__HOW TO COMPLETE THIS TASK__
From the entries that follow, copy every line with the word "roof".

━━━━━━━━━━━━━━━━━━━━

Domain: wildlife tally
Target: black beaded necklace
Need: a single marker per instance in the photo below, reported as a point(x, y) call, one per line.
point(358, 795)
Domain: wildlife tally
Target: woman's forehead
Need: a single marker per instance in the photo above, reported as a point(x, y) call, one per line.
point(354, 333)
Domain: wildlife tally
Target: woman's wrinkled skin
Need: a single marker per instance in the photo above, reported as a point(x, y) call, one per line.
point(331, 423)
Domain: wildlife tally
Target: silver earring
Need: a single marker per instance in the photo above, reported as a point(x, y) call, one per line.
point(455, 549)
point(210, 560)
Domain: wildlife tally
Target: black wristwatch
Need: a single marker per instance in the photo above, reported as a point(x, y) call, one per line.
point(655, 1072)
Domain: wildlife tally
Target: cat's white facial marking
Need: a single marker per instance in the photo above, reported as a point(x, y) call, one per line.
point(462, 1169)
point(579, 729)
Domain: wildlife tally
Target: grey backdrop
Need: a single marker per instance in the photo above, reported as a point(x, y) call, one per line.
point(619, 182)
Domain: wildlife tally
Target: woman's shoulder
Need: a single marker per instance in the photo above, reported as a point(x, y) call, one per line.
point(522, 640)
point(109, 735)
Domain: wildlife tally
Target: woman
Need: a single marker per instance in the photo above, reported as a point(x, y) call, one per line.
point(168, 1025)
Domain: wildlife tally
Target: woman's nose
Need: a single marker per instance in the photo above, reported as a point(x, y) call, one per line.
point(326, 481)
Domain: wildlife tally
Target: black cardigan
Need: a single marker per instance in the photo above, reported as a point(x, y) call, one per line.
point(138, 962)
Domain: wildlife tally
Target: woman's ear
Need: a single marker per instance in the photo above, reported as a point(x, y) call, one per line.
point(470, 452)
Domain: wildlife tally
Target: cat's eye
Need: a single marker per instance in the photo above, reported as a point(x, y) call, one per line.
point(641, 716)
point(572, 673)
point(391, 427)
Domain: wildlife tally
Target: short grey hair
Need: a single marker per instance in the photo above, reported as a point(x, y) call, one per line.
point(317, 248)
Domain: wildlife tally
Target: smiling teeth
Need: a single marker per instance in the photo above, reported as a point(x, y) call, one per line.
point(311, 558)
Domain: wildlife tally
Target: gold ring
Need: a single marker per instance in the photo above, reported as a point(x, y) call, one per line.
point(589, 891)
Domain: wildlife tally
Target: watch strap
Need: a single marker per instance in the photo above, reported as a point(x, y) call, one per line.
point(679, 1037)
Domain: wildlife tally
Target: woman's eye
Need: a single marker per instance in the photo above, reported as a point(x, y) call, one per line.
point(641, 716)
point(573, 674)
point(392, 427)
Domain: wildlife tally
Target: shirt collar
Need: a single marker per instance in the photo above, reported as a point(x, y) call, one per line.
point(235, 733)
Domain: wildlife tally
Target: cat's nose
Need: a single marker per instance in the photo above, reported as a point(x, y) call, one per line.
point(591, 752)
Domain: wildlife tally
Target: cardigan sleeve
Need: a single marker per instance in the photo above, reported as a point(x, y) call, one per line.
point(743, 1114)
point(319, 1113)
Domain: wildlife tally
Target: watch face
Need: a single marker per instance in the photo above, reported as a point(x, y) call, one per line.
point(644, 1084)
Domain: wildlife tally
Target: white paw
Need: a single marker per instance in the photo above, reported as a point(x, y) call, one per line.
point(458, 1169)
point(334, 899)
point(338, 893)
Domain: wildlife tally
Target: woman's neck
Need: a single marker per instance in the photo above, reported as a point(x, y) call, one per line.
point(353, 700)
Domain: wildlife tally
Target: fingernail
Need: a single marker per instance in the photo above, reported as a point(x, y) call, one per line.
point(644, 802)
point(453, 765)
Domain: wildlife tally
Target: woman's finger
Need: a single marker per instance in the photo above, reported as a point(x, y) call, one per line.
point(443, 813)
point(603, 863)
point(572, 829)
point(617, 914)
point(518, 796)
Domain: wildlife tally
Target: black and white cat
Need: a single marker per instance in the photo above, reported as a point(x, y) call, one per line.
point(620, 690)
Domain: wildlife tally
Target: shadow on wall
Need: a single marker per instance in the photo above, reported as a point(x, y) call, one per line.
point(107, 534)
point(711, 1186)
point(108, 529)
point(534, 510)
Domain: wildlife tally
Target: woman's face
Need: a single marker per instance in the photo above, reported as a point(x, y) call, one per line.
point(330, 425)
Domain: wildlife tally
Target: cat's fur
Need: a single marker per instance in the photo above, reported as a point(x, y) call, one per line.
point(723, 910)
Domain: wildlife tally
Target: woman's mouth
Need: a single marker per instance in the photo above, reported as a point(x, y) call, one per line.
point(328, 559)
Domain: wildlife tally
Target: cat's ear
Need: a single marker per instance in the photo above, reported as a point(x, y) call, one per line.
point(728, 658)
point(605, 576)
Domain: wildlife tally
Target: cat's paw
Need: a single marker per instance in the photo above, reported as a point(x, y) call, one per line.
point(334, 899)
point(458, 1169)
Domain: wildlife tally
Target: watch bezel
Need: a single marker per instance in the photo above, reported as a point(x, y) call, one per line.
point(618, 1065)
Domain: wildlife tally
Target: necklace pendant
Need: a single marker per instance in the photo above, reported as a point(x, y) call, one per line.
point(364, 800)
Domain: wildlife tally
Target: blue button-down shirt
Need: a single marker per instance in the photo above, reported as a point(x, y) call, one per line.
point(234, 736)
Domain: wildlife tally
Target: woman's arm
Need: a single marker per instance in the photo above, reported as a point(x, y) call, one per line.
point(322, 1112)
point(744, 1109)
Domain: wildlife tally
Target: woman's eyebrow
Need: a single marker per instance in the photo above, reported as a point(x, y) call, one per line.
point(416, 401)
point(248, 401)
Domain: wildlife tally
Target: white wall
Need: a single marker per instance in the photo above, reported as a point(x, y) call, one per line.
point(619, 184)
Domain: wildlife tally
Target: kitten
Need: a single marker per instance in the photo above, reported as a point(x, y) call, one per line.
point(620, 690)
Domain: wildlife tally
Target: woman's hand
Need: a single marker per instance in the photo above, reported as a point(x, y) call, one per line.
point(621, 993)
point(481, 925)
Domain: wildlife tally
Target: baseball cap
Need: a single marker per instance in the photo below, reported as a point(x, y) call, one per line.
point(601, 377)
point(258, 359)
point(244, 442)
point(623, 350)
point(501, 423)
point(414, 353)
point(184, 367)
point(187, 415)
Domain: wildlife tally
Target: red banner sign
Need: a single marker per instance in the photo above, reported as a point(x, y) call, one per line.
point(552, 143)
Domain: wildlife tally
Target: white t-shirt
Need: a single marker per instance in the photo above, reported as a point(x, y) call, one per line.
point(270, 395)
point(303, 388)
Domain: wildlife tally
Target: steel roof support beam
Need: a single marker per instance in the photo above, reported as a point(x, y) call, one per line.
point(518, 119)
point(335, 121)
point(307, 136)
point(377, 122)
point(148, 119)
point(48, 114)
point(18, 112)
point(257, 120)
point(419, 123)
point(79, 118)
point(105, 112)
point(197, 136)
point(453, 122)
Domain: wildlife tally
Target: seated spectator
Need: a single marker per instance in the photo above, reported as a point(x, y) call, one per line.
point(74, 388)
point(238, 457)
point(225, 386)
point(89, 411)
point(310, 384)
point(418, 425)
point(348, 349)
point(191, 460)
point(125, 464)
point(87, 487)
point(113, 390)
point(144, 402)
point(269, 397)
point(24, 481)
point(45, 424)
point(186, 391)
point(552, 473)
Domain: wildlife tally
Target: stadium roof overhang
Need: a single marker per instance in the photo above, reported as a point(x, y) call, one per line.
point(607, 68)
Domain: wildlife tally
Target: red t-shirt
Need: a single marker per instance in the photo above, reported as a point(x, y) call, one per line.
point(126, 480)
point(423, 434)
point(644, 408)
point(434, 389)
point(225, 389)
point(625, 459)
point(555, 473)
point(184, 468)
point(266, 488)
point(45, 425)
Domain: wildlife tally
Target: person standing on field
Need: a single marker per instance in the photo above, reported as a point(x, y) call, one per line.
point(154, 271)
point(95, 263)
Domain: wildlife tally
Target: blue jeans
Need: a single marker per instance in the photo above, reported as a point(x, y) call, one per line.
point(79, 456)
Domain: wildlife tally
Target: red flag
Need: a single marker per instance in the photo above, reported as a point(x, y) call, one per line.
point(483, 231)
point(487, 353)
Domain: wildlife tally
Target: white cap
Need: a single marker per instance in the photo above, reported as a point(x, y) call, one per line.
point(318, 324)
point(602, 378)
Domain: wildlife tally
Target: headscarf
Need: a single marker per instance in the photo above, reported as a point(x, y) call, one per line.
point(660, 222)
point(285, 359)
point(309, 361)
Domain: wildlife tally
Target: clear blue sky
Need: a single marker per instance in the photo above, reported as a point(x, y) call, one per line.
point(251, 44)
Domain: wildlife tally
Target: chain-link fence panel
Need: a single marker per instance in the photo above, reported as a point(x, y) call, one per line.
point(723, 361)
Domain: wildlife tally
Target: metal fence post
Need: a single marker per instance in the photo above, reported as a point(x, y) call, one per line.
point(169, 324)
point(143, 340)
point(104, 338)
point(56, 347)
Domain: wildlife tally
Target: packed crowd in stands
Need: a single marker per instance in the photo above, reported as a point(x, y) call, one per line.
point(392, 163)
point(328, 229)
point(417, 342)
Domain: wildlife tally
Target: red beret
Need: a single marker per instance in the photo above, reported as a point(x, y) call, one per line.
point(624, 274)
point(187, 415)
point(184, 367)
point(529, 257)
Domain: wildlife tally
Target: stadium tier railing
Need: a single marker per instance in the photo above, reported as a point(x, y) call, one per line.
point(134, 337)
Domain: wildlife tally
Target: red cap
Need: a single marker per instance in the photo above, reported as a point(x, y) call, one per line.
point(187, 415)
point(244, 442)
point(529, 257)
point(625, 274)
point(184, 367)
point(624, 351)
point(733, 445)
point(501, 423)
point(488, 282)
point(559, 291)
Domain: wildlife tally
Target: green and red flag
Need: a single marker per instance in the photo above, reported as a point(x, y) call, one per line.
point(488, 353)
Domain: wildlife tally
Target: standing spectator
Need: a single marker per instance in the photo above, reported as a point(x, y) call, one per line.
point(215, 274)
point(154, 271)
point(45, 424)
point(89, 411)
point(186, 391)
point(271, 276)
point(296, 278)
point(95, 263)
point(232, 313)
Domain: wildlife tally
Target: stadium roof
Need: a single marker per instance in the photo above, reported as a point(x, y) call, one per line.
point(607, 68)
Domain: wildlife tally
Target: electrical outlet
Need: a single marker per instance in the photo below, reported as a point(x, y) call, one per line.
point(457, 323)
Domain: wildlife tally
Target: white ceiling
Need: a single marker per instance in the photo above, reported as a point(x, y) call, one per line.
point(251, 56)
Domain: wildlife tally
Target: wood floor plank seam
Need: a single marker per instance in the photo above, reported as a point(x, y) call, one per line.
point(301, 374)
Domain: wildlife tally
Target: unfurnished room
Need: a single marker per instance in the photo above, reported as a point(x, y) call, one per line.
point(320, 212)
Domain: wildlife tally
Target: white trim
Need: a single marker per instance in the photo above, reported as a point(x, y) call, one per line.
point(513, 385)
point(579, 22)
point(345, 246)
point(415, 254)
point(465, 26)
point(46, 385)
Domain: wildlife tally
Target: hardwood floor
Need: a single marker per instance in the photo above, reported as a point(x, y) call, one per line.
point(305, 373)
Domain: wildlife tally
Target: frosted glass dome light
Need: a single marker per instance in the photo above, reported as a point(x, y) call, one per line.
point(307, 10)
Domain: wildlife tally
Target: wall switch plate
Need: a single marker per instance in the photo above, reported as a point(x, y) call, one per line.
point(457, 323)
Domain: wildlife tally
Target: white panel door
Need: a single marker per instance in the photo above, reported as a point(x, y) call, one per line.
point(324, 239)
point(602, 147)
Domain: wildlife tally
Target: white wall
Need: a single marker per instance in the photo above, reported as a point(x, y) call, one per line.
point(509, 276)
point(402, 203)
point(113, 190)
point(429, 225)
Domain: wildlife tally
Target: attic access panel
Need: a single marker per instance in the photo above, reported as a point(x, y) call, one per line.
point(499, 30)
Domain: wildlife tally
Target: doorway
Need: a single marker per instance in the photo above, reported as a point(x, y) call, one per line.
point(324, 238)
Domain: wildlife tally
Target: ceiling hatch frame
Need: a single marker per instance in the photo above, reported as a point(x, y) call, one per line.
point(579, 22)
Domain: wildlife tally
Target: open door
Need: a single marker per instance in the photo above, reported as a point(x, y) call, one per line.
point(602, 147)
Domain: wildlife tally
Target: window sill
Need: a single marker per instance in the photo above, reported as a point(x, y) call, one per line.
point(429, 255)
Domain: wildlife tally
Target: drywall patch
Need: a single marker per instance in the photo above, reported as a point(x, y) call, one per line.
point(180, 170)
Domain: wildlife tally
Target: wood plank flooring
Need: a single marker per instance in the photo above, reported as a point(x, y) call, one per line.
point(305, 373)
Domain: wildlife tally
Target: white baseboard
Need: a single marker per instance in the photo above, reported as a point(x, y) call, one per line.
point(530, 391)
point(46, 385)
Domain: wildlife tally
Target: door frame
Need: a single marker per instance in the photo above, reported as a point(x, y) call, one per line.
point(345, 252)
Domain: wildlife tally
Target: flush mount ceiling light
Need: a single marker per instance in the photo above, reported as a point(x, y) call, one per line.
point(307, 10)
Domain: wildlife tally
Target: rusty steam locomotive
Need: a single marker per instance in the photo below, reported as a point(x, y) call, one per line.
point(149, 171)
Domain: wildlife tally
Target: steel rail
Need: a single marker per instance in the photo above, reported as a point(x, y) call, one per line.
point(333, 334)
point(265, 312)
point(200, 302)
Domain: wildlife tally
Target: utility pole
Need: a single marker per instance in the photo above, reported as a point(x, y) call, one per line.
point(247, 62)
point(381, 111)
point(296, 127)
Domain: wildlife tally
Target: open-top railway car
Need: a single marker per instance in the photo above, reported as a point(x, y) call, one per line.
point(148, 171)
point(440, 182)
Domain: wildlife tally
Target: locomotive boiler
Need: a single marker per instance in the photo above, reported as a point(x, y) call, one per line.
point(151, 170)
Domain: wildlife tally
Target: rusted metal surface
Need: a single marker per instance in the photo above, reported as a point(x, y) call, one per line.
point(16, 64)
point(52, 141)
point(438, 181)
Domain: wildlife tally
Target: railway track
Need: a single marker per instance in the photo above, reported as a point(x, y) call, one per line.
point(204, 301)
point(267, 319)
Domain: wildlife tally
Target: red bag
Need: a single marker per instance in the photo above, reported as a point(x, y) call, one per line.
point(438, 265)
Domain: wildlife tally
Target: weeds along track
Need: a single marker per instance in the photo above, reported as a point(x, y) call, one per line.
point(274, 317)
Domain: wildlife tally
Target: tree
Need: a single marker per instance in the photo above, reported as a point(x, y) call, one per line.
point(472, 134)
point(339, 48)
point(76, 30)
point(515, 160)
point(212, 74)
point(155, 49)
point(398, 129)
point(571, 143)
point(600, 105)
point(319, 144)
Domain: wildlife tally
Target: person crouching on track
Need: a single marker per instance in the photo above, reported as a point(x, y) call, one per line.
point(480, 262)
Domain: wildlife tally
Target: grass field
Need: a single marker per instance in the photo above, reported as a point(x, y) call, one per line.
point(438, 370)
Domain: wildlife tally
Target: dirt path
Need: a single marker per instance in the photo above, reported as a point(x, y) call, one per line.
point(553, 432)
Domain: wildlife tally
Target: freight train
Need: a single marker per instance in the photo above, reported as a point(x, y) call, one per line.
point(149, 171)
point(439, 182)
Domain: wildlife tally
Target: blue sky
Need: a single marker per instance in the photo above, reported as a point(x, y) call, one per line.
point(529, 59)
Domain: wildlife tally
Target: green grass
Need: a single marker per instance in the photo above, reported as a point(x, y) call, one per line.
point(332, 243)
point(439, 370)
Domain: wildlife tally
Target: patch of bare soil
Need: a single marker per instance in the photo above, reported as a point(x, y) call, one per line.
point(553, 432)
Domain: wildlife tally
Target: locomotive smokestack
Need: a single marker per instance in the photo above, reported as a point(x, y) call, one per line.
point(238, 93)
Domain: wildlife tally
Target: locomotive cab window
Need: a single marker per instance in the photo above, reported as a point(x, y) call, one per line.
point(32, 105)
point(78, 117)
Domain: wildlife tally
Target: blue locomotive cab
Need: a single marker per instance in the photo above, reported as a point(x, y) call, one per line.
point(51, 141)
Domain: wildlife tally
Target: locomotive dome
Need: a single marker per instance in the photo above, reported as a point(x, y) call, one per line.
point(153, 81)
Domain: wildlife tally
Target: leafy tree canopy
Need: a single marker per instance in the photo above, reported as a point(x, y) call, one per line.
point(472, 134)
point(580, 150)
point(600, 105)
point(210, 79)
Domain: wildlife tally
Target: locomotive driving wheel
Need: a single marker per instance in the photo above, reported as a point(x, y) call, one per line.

━━━━━━━━━━━━━━━━━━━━

__RESULT OF THIS TASK__
Target: steel roof support beam
Target: stadium roof overhang
Target: stadium roof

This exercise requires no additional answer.